What you are asked to do:
Return the listing below unchanged, minus its pictures.

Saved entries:

>> START

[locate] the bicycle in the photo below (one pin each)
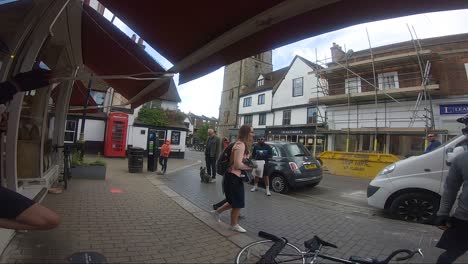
(66, 175)
(278, 250)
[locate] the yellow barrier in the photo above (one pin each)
(356, 164)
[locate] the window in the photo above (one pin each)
(175, 137)
(247, 101)
(70, 128)
(261, 99)
(260, 82)
(466, 70)
(297, 87)
(286, 117)
(262, 119)
(353, 85)
(248, 120)
(388, 80)
(311, 115)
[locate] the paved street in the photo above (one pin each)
(298, 220)
(125, 218)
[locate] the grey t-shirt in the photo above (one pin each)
(456, 179)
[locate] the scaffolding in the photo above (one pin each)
(367, 72)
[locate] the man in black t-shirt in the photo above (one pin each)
(261, 152)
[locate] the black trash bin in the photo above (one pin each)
(135, 160)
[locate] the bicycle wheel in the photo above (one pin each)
(253, 251)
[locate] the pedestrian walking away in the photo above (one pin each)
(455, 237)
(261, 152)
(212, 151)
(233, 183)
(164, 156)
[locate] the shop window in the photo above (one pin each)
(312, 115)
(388, 80)
(261, 99)
(175, 138)
(247, 101)
(406, 146)
(353, 85)
(298, 87)
(262, 119)
(70, 130)
(260, 82)
(248, 120)
(286, 117)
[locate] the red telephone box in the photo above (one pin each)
(116, 135)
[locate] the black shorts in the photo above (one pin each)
(234, 190)
(456, 237)
(12, 203)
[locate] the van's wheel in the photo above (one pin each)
(416, 207)
(279, 184)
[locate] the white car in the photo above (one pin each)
(411, 188)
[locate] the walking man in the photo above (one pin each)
(455, 237)
(212, 151)
(164, 155)
(262, 152)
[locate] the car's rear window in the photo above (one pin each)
(296, 150)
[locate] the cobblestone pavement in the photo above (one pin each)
(125, 218)
(354, 233)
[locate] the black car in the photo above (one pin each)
(292, 165)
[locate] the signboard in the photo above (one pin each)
(454, 109)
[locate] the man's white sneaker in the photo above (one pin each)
(238, 228)
(215, 215)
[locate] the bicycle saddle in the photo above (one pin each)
(316, 242)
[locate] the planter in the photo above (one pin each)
(92, 172)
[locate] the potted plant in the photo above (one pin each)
(95, 170)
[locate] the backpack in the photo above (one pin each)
(224, 160)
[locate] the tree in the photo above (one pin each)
(202, 133)
(153, 116)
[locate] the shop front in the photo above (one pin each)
(315, 142)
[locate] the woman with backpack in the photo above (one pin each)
(233, 185)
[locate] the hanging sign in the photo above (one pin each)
(454, 109)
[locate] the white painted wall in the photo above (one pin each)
(169, 105)
(94, 130)
(255, 107)
(398, 116)
(283, 95)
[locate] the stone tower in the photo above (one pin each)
(239, 77)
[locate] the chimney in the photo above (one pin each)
(337, 53)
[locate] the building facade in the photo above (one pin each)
(239, 77)
(389, 101)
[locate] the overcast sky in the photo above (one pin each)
(203, 96)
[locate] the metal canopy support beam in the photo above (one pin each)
(264, 20)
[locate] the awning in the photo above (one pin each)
(78, 98)
(200, 36)
(108, 51)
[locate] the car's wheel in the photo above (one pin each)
(279, 184)
(416, 207)
(312, 185)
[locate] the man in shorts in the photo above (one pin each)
(261, 152)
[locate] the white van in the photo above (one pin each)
(411, 188)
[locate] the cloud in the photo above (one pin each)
(203, 96)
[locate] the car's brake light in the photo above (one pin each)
(293, 166)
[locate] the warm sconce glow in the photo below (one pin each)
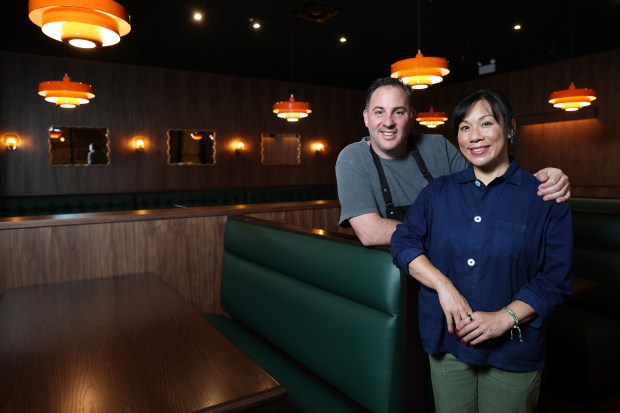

>> END

Solved problem:
[locate] the bicycle in the photo below (one pin each)
(66, 175)
(278, 250)
[locate] the yellow barrier in the photo above (one pin each)
(356, 164)
[locate] the window in the photo above (one pin each)
(175, 137)
(247, 101)
(70, 128)
(261, 99)
(260, 82)
(466, 70)
(297, 87)
(286, 117)
(262, 119)
(353, 85)
(248, 120)
(388, 80)
(311, 115)
[locate] the paved street in the photo above (one pin each)
(298, 220)
(125, 218)
[locate] the grey t-shirt in the photo above (one pin each)
(456, 179)
[locate] the scaffolding in the photo above (one pin each)
(367, 72)
[locate] the man in black t-shirt in the photo above (one pin each)
(261, 152)
[locate] the black trash bin in the photo above (one pin each)
(135, 160)
[locate] the bicycle wheel in the photo above (one pin each)
(253, 251)
[locate] the pedestrian walking away in the photo above (one pin each)
(455, 237)
(261, 152)
(212, 151)
(233, 183)
(164, 156)
[locate] the shop window in the photo above (one pin each)
(312, 115)
(388, 80)
(261, 99)
(175, 138)
(247, 101)
(406, 146)
(353, 85)
(298, 87)
(262, 119)
(70, 130)
(260, 82)
(248, 120)
(286, 117)
[locate] the red telephone box in the photo above (one pin each)
(116, 135)
[locate] the black shorts in the photo above (one pin each)
(234, 190)
(456, 237)
(12, 203)
[locate] the van's wheel in the photo above (one pin each)
(416, 207)
(279, 184)
[locate] the white car in the photo above (one pin each)
(411, 188)
[locate] the walking man in the photo above (one pin each)
(455, 237)
(212, 151)
(164, 155)
(262, 152)
[locate] the car's rear window in the photo above (one pin each)
(296, 150)
[locate] the cobblestone pavement in the photo above (one pin each)
(125, 218)
(354, 233)
[locate] the black car in the photo above (one pin each)
(292, 165)
[locate] the signboard in the photo above (one pin each)
(454, 109)
[locate] the man's white sneaker in the photo above (one pin each)
(238, 228)
(215, 215)
[locate] the bicycle saddle in the photo above (one pin each)
(316, 242)
[locate] the planter in the photo above (one pin each)
(92, 172)
[locate] the potted plant in the photo above (one pin each)
(95, 170)
[locate] the backpack in the photo above (one pin each)
(224, 160)
[locate] the tree in the photo above (one pin each)
(202, 133)
(153, 116)
[locate] the shop front in the photo above (one pin each)
(315, 142)
[locate] the woman with backpack in the photo above (one pin each)
(233, 185)
[locate] the hanging sign in the photo above (one pin each)
(454, 109)
[locate] the white painted wall in the photo above (one pin each)
(169, 105)
(94, 130)
(255, 107)
(398, 116)
(283, 95)
[locate] the stone tower in the photo above (one pin each)
(239, 77)
[locate] the chimney in the photo above (one pin each)
(337, 53)
[locate] the building facade in the photo above (one pin each)
(239, 77)
(389, 101)
[locate] the overcast sky in the photo above (one pin each)
(203, 96)
[locate] the metal canopy support beam in the photo above (one pin each)
(264, 20)
[locate] the awning in the photo above (one pin each)
(78, 98)
(200, 36)
(108, 51)
[locate] the car's wheel in the photo above (one pin each)
(279, 184)
(416, 207)
(312, 185)
[locate] the man in shorts in the photo above (one pin each)
(261, 152)
[locate] the white van in the photo above (one pin each)
(411, 188)
[locate] the cloud in the photo above (one pin each)
(203, 96)
[locate] the car's brake light in the photo above (one pin each)
(293, 166)
[locate] the warm sconce glow in the photo below (one pin each)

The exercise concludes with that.